[Object point labels]
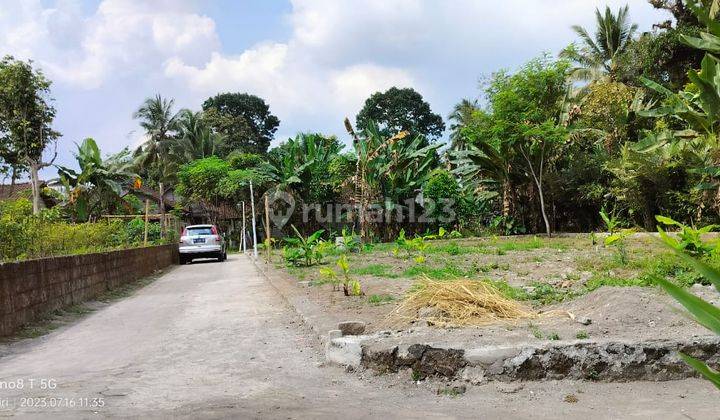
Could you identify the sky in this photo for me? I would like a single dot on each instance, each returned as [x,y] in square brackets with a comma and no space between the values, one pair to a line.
[313,61]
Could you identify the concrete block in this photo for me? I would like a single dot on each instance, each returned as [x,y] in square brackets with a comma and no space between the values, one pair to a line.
[344,351]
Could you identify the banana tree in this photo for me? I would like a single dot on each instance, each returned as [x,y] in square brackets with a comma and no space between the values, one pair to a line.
[98,184]
[388,168]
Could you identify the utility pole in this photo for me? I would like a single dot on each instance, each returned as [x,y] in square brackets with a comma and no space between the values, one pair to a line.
[252,206]
[242,241]
[268,237]
[147,210]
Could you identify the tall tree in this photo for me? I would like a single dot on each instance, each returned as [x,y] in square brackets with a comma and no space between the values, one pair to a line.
[244,120]
[26,116]
[160,122]
[397,110]
[97,187]
[461,117]
[597,55]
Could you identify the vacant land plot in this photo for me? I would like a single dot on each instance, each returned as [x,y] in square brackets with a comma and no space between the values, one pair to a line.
[576,287]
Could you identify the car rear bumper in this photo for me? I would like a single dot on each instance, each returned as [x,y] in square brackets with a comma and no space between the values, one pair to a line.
[200,249]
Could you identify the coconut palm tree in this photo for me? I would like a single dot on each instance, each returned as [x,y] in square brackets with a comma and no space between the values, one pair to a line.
[597,55]
[195,138]
[160,123]
[461,116]
[98,185]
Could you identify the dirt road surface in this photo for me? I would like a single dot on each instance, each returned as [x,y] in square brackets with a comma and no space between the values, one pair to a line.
[213,340]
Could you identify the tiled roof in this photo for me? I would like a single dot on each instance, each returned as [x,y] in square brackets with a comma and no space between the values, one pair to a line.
[12,192]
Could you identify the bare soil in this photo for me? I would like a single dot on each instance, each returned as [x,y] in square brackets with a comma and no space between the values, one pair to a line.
[566,263]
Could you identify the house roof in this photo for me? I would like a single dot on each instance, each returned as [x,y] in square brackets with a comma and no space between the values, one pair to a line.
[13,192]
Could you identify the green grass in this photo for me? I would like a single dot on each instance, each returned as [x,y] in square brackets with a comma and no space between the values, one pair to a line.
[451,248]
[380,299]
[377,270]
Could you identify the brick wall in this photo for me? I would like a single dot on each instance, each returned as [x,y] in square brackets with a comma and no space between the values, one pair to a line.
[31,288]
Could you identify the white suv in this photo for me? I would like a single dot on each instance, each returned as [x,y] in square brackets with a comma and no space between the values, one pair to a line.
[201,241]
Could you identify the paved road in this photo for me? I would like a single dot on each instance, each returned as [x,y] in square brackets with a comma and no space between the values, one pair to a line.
[214,340]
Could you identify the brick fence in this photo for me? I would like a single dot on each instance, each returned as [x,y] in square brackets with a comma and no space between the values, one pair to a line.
[31,288]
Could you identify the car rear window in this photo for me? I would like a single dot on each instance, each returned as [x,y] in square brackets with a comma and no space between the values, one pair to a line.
[199,231]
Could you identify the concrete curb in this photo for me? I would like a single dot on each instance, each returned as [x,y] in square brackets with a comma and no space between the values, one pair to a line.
[652,360]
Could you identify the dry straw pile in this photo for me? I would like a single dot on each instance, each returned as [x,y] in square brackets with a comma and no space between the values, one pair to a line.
[459,303]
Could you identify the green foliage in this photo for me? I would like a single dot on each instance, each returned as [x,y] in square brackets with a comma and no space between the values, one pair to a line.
[599,52]
[397,110]
[350,241]
[135,231]
[98,186]
[241,160]
[244,120]
[703,312]
[199,180]
[26,113]
[351,286]
[24,235]
[304,250]
[443,189]
[690,238]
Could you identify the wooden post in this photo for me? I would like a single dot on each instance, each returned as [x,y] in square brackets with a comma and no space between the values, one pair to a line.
[162,210]
[147,210]
[252,205]
[268,236]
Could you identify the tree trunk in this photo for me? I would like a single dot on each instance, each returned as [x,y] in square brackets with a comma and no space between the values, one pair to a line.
[506,197]
[542,209]
[35,184]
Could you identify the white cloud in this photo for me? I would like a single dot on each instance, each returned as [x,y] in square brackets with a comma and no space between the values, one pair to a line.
[337,53]
[122,37]
[352,85]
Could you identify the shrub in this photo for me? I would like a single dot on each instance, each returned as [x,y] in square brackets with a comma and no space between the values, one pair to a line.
[442,188]
[23,235]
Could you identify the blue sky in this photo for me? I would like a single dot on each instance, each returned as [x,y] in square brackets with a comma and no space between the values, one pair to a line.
[313,61]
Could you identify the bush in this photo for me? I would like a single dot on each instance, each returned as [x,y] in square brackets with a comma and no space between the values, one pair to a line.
[24,235]
[135,231]
[442,188]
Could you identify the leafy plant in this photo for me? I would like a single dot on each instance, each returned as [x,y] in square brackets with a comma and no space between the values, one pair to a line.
[350,241]
[304,250]
[616,237]
[612,223]
[351,286]
[703,312]
[690,238]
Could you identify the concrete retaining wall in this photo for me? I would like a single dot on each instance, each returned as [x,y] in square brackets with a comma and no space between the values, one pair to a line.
[31,288]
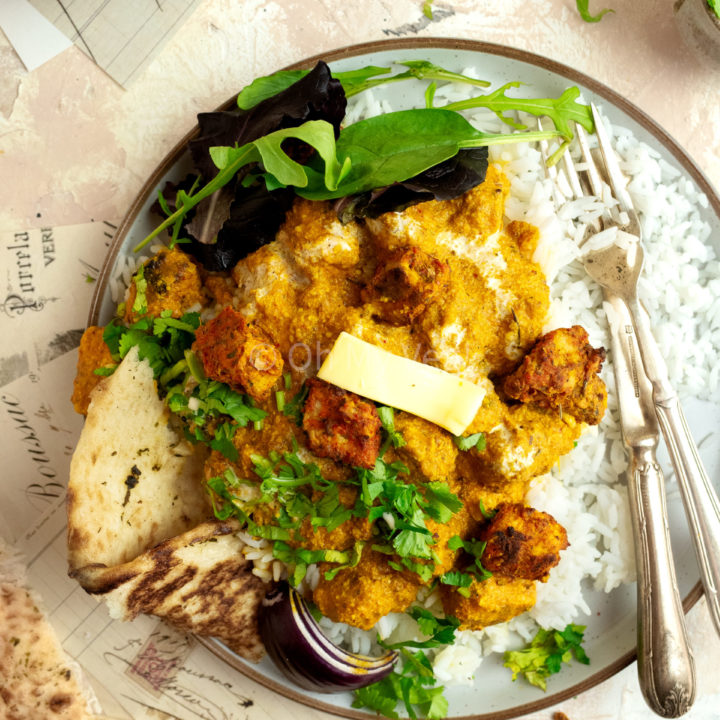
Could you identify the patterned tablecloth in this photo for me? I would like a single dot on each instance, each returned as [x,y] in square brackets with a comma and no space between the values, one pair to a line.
[75,148]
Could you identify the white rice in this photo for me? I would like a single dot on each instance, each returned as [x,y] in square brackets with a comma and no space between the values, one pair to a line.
[585,491]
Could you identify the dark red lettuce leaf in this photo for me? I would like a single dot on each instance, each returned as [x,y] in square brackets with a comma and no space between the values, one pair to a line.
[317,96]
[445,181]
[255,217]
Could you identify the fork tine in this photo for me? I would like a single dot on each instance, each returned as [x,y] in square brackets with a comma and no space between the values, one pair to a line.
[618,182]
[596,183]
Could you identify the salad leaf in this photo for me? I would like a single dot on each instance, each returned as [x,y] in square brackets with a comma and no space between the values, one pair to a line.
[266,87]
[412,683]
[385,149]
[467,442]
[583,9]
[562,111]
[547,651]
[315,96]
[443,181]
[253,221]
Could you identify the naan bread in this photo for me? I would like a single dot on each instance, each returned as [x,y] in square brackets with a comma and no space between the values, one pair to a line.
[37,678]
[199,581]
[140,533]
[133,481]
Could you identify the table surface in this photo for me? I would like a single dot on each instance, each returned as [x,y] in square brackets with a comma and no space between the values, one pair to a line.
[76,147]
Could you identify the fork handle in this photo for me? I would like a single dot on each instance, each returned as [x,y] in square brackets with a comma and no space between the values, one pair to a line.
[666,669]
[699,498]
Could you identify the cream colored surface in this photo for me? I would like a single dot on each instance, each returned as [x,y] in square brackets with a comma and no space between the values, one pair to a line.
[441,397]
[74,146]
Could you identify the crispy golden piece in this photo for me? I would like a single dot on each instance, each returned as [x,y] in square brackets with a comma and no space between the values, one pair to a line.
[341,425]
[361,595]
[172,282]
[561,372]
[525,235]
[522,543]
[491,601]
[405,281]
[238,354]
[93,354]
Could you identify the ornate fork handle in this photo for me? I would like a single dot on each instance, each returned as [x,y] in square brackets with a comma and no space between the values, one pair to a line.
[665,665]
[699,498]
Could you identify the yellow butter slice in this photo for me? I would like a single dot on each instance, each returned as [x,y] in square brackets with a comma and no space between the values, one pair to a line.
[428,392]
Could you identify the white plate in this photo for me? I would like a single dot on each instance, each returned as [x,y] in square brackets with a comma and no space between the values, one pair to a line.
[611,629]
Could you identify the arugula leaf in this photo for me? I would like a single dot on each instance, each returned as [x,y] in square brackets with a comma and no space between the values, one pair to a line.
[393,147]
[413,685]
[476,440]
[387,420]
[353,82]
[441,631]
[562,111]
[583,9]
[546,653]
[222,442]
[403,509]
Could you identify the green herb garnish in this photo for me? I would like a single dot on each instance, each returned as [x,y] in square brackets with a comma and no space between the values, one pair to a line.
[547,651]
[413,681]
[476,440]
[140,302]
[584,10]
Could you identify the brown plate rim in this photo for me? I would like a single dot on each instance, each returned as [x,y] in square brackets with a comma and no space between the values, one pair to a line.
[574,76]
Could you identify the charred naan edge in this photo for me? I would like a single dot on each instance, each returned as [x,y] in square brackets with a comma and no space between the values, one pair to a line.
[134,482]
[198,581]
[37,678]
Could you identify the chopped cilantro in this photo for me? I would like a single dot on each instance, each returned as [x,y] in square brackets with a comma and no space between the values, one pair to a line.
[140,302]
[476,440]
[393,437]
[222,441]
[547,651]
[487,514]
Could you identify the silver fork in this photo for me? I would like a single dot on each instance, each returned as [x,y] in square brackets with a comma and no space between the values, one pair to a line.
[665,664]
[618,270]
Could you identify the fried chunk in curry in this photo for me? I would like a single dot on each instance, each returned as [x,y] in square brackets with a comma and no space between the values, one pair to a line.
[490,601]
[341,425]
[522,543]
[171,280]
[361,595]
[238,354]
[561,372]
[92,354]
[405,281]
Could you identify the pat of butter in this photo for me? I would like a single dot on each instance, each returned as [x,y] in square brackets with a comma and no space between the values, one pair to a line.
[428,392]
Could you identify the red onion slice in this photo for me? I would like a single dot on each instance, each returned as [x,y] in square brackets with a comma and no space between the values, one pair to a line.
[300,650]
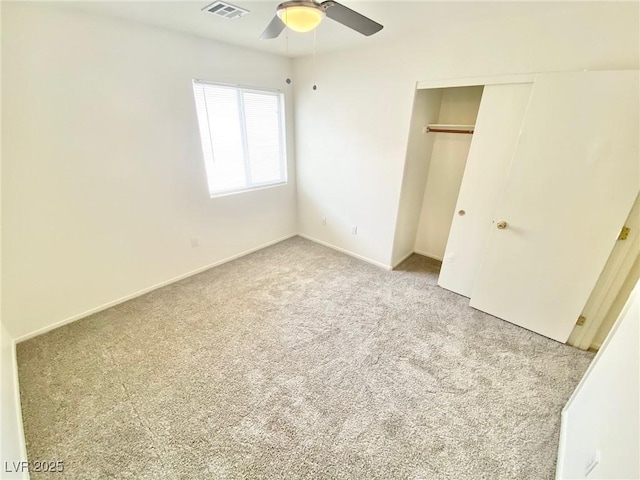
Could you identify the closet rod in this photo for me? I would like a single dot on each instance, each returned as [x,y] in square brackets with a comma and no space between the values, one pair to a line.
[448,130]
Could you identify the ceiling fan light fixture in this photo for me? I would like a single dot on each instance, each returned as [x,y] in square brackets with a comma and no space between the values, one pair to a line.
[301,18]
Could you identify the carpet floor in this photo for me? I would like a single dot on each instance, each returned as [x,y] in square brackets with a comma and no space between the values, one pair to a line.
[297,362]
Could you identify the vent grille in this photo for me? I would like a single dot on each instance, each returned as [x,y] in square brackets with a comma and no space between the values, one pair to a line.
[226,10]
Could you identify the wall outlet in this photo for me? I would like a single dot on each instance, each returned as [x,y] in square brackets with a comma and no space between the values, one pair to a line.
[592,463]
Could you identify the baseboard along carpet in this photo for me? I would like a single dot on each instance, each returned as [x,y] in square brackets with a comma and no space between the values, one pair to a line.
[297,362]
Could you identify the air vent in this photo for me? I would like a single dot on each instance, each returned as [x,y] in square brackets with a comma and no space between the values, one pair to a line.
[226,10]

What is being asked — The line containing "Could you identify the carpet" and every line after it, through the end of the records, should be repeated exactly and alone.

Solution to this exercise —
Could you identify the carpet floor in this photo for me? I would like a single dot on each instance, each returned as [x,y] in square brackets with a comma and no space between the values, one pair to a line.
[297,362]
Could you identify the vent grille in this photo for me? I would like a single dot on each instance, each returned as [x,y] in square brackets with a comma and no space between the values, one pair to a line.
[226,10]
Could you identify the wall outlet in this photo for me? I would like a single dot on each instance, each returned as [x,y] in square brackets with a comma and no space between the values, one pair to a line.
[592,463]
Could you identify the baseboard along carpet in this photo for me? I would like a single dot on each instance, each returned as [x,y] in square brackets with a comma and no space between the values, one pair to a line.
[297,362]
Could you identify the air vent in this photo for me? I would like a single dot on each instance, each returned as [x,y] in square brackets with a comma and no space between the values, one pair to a line.
[226,10]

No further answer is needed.